• **Trecho selecionado**:
──────

Outros elos pessoais

12 maio 2008

Brasil (17) - Cheiros de São Paulo

Hoje foi dia de cheirar São Paulo. Siga-me, está bem?
Fui directo ao Parque D. Pedro II, descendo pela Rua Augusta.
Ali, na terminal do ónibus, caminhei para o Mercado Municipal.
Antes de lá chegar, o preâmbulo: azáfama, mercado informal, vendo tudo, curo tudo, gente do desenrasca, gente simples, piso escuro, lixo, vida em proa, vida táctil, vida intensa, vida dos sentidos cercada pela intensidade do vai-parte-chega dos ónibus, palavra ágil na extremidade de cada coisa vendida, de cada contacto feito. Passo rápido, passeios de vida, lojecas de todo o tipo, gente de tronco nu, mundo especialmente masculino, gente sentada, sempre bula-bula, impressiona-me esta gente dada, de palavra fácil, palavra-ponte. Sinto-me em Maputo, ali no Alto-Maé, no Xiquelene, no Estrela.
Depois, subitamente, o Mercado Municipal, majestoso edifício cuja história remonta a 1924. Entro, lá dentro imediatamente fixo a sobriedade, as colunas, os vitrais. Ali, aqui é mundo de outra ordem sensorial, de outra ordem de gestão das coisas, de estar na vida.

──────

• **Listagem fornecida**:
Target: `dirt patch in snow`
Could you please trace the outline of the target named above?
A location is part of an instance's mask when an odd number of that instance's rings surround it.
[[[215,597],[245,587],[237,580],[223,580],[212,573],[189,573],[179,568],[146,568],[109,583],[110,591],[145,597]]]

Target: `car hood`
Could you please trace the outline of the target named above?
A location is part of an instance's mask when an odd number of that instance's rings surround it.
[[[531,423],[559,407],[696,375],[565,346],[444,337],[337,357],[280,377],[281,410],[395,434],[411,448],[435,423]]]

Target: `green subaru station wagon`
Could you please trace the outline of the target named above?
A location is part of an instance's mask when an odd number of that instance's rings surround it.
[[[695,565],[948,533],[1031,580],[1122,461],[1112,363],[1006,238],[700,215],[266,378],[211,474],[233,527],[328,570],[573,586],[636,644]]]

──────

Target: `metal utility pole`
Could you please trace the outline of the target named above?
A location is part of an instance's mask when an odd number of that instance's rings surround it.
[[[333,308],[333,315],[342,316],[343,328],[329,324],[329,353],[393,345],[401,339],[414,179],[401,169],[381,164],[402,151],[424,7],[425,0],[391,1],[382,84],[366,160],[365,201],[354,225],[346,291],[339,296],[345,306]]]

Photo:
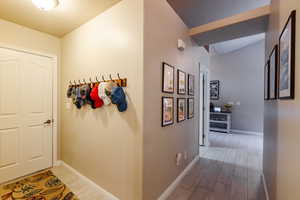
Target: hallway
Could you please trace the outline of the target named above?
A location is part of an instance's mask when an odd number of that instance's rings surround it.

──────

• **Questão A**:
Responda, com base no texto sobre São Paulo:
(i) Por qual rua se desceu até o Parque D. Pedro II?
(ii) A que ano remonta a história do Mercado Municipal?
(iii) Que lugares de Maputo são mencionados?
• **Questão B**: Copie fielmente o trecho do texto sobre São Paulo que começa nas palavras "Outros elos pessoais" e termina depois de "o Mercado Municipal.".
• **Questão C**: Como seguiria o texto sobre São Paulo? Continue-o a partir da última frase apresentada.
A listagem é um material à parte, sem ligação com o texto sobre São Paulo.

• **Resposta escrita A**:
(i) Pela Rua Augusta.
(ii) A 1924.
(iii) O Alto-Maé, o Xiquelene e o Estrela.

• **Resposta escrita B**:
Outros elos pessoais

12 maio 2008

Brasil (17) - Cheiros de São Paulo

Hoje foi dia de cheirar São Paulo. Siga-me, está bem?
Fui directo ao Parque D. Pedro II, descendo pela Rua Augusta.
Ali, na terminal do ónibus, caminhei para o Mercado Municipal.

• **Resposta escrita C**:
O que há lá dentro? Lá dentro temos, no rés-do-chão (o primeiro andar é dos restaurantes), um extraordinário mundo de fruta, vegetais, proteína e estética do cheiro. Fixo os cheiros, tatuo-me neles, ancoro-me na excepcional combinação de cheiros de todos os tipos, da fruta local ou estrangeira, dos vegetais, dos queijos, dos presuntos, do bacalhau, das comidas das lanchonetes, das múltiplas carnes, dos enchidos, das especiarias, das coisas que nos dão a provar, tudo asseado, nada de cheiros extremos, cada cheiro de cada coisa está unicamente na coisa mestiça de ser, eclética. Nada daquele mundo odorífero está parado, tudo é movimento, eu emigro-me, viajo pelo mundo pelo olfacto sem sair do Brasil e de São Paulo, aqui, onde o mundo vendedor é mestiço: homens e mulheres, de uma cordialidade aberta, mas sóbria, controlada.
E quem é a gente que está ali dentro, a gente compradora? A gente que está ali dentro não é mais a gente povo, é a gente classe média, classe alta, gente de fala diferente, de organização espacial diferente, de andar diferente, de fala diferentes, domnesticada. E tudo em meio a uma segurança total, visível nos guardas presentes.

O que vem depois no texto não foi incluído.